## Parts of the exercise
a) Return, word for word, the part of the text on wrist arthrodesis complications that opens with the words containing "Wound healing disturbances" and closes with "of a fixator.".
b) Take the text on wrist arthrodesis complications further, picking up after its final sentence.

What potential complications are associated with a wrist arthrodesis?
Please let me point out that this question requires the direct and personal exchange with your treating physician in order to establish what potential individual complications may be relevant to you.
Therefore the following information may only be viewed as general guideline addressing some of the common complications known in connection with wrist arthrodesis procedures.
Wound healing disturbances as well as superficial infections for instance are not uncommon in hands or iliac crests. Both scenarios can typically be addressed fairly easily through simple remedies.
However, hands as well as iliac crests may also develop deeper infections which may require extensive revision surgery (for hands: the removal of the implanted plate for instance). In these cases the wrist needs to be immobilized with the help of a fixator.
In isolated cases substantial secondary hemorrhaging may occur in hands or iliac crests that underwent a wrist arthrodesis procedure. These bleedings may require revision surgeries in order to identify and remedy the hemorrhaging blood vessel. I want to point out that the likelihood of this complication to occur is fortunately fairly low.
The adjacent image shows a chronic infection after undergoing an arthrodesis. The wound healed up quickly after the removal of the plate.
In nearly all cases within the first days following surgery a tendency to swell up has been noticed (applicable to both, hand and iliac crest) which however would diminish within a few weeks. Even the significant walking impairment after the removal of the bone material from the iliac crest will recede completely in almost all cases within a few days or weeks from surgery.
In the event of larger blood losses – for example as a consequence of secondary hemorrhaging – in isolated cases it may be necessary to transfuse blood. This, however, would represent an exceptional situation.
Cutaneous nerves in both, hands and iliac crests, may also get accidently damaged as a consequence of the procedure. This could manifest itself as decreased cutaneous sensitivity in the groin area and possibly of the sexual organs which may or may not have repercussions in a patient´s sexual life. As for the hand a loss of sensitivity in the vicinity of the scar and even in distal position to the scar is possible.
In rare cases it is possible to hurt one or more extensor tendons on prominent or loosened screws as it/they may rub on the metal edge of the screw/s and – in the worst case – be completely severed. The concerned patient will only notice the injury once he/she is no longer able to actively stretch out one or more fingers. Once again, there fortunately is only a very small chance of incurring such complication. Should however one or more extensor tendon/s experience such injury, the concerned finger/s will have to undergo surgery to correct the problem.
The image clearly shows the plate which is lifted off the bone (arrow)
Can there be a guarantee for a successful wrist arthrodesis in every case?
No. However, the surgical approach in more than 90% of the cases will lead to a solid wrist fusion within nine to twelve months, provided the patient allows for sufficient recovery time.

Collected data

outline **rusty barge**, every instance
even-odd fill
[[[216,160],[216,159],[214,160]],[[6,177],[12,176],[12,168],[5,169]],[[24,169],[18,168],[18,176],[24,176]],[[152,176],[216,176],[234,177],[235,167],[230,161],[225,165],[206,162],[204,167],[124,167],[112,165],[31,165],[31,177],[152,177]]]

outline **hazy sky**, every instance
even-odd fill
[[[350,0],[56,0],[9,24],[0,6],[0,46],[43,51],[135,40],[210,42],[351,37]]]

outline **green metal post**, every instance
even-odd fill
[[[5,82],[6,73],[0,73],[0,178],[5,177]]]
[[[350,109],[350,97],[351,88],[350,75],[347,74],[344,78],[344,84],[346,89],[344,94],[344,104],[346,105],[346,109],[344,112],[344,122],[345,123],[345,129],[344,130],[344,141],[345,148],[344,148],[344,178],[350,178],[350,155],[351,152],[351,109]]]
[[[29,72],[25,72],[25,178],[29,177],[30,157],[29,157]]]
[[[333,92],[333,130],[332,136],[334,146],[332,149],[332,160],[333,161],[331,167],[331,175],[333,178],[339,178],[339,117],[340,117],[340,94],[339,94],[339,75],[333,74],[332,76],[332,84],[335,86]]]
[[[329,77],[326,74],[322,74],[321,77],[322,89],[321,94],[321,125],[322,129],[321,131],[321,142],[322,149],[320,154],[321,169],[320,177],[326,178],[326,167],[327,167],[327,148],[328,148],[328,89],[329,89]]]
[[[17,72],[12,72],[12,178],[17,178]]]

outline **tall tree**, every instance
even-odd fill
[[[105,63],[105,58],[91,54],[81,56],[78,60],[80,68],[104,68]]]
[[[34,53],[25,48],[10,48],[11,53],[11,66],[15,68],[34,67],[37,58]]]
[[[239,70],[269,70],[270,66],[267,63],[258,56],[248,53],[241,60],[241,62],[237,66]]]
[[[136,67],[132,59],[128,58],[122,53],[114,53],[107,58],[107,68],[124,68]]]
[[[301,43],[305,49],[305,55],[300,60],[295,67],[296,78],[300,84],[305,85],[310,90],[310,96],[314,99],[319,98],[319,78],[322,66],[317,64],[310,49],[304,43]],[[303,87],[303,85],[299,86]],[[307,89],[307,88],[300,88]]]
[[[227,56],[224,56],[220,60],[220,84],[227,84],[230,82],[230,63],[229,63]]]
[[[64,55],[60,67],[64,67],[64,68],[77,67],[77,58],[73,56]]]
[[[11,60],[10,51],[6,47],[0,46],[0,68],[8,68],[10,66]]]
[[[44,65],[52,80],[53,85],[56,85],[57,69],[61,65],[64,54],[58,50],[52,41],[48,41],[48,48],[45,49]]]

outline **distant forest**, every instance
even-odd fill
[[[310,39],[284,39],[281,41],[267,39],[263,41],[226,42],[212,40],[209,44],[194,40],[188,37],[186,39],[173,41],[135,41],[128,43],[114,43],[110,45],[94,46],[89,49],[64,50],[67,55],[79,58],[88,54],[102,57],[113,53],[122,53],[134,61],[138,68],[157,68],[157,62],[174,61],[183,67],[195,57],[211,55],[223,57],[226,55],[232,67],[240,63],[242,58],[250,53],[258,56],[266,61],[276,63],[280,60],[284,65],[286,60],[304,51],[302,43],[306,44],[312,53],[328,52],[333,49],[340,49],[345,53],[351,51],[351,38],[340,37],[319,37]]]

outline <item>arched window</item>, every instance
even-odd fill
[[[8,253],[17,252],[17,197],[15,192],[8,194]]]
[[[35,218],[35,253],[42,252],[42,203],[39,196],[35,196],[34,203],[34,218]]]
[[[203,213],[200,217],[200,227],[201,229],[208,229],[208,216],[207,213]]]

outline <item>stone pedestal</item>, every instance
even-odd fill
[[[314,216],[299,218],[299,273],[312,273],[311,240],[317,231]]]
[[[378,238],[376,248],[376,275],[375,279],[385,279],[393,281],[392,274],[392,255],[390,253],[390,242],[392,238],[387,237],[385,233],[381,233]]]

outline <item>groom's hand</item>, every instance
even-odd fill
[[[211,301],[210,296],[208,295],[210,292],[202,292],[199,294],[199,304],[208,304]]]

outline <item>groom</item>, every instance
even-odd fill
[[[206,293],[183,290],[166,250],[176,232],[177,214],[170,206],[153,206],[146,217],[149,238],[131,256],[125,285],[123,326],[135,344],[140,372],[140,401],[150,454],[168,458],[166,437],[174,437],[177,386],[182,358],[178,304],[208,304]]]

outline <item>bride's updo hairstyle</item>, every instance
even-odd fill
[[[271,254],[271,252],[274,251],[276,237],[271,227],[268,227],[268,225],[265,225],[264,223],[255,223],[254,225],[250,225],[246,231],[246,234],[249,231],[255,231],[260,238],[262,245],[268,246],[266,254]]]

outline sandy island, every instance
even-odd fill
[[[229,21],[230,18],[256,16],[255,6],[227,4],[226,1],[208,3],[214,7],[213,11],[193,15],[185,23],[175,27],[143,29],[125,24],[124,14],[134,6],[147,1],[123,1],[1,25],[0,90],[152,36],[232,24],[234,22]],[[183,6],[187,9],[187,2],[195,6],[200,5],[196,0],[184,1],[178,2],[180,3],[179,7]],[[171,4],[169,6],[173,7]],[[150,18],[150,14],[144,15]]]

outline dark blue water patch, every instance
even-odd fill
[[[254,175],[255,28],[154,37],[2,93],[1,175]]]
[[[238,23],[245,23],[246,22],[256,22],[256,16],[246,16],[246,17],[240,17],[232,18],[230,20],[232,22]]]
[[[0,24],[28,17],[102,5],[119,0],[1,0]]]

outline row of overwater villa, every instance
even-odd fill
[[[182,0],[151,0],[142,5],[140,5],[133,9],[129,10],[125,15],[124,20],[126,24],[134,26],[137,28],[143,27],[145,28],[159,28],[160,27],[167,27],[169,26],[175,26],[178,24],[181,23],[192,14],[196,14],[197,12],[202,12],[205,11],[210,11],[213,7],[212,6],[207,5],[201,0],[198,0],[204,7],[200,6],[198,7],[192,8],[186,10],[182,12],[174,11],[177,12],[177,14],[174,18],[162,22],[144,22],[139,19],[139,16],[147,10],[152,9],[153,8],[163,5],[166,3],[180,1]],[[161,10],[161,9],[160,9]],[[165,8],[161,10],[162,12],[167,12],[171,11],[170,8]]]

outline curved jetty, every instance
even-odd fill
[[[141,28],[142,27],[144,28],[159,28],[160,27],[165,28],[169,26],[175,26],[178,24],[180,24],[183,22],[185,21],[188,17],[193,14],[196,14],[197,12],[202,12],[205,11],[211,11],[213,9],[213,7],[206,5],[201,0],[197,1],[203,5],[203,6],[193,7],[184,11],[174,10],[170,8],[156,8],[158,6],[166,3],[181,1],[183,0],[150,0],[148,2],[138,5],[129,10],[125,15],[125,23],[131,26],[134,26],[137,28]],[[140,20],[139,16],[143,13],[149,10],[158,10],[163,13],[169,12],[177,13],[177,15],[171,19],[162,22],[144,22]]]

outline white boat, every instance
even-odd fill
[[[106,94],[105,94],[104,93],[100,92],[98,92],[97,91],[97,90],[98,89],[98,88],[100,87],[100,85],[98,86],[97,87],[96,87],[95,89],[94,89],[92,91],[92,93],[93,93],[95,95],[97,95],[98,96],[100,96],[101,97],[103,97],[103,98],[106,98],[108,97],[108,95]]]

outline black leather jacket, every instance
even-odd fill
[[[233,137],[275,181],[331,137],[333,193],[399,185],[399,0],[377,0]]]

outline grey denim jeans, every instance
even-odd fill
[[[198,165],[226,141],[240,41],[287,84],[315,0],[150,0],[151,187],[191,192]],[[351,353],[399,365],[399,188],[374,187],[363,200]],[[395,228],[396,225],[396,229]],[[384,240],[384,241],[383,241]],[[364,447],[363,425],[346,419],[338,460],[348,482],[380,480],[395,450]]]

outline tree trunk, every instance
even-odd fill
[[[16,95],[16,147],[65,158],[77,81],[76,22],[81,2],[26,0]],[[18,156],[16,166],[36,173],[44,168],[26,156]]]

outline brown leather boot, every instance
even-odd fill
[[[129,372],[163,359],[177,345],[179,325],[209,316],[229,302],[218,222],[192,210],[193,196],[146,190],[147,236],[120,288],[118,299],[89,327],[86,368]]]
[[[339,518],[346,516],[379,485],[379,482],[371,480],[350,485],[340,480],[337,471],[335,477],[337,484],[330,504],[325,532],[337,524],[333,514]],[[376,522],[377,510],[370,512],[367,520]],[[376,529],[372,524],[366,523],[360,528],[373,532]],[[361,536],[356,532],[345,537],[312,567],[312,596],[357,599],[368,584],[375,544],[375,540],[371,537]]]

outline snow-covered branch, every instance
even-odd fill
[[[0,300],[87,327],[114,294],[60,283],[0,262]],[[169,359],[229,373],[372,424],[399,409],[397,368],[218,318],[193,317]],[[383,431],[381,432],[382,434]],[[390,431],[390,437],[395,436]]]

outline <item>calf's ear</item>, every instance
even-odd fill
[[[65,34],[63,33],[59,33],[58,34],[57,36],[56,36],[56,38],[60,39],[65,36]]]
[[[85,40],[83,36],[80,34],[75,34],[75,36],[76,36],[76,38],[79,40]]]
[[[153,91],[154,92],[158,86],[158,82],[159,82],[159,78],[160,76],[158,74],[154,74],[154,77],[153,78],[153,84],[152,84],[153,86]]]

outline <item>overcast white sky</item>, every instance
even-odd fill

## Results of the tasks
a)
Wound healing disturbances as well as superficial infections for instance are not uncommon in hands or iliac crests. Both scenarios can typically be addressed fairly easily through simple remedies.
However, hands as well as iliac crests may also develop deeper infections which may require extensive revision surgery (for hands: the removal of the implanted plate for instance). In these cases the wrist needs to be immobilized with the help of a fixator.

b)
It is of utmost importance to avoid putting strain on the operated wrist area for at least three to four months following surgery. Many surgeons will also immobilize the wrist with a cast or wrist cuff for several months to keep the operated area safe. The treating surgeon will decided on a case-by-case basis for just how long the immobilization should stay in place. The duration of immobilization is also depending on the bone density of the fused bones.
The cast as well as the wrist cuff serve as “second protection” in addition to the internal fixation provided by the plate.
Image above: Regardless whether a cast or wrist cuff was used: The mobility of all fingers and the thumb after surgery is crucial in order to avoid mobility restrictions later on. Physiotherapy to improve finger mobility may be of true added value during this stage of recovery as long as the fused wrist joint is not forced into any motion. It is therefore advisable to make sure that the treating therapist is aware of the purpose of the surgical measure which in this case is the rigidification of the wrist.
Does the plate have to be removed from the wrist later on?
No. This is not a mandatory requirement. In the past many plates regardless of whether they were used in arms or legs had to be removed because the plate material (nickel, cobalt, chrome) was not exactly “tissue-friendly” which lead to damages of the tissue above the plate or allergies.
Today most of the plates utilized for arthrodesis procedures are made of titan. That is a relatively tissue-friendly material. The plate along with the screws will “fuse” with the bone more and more over the course of months (osteointegration).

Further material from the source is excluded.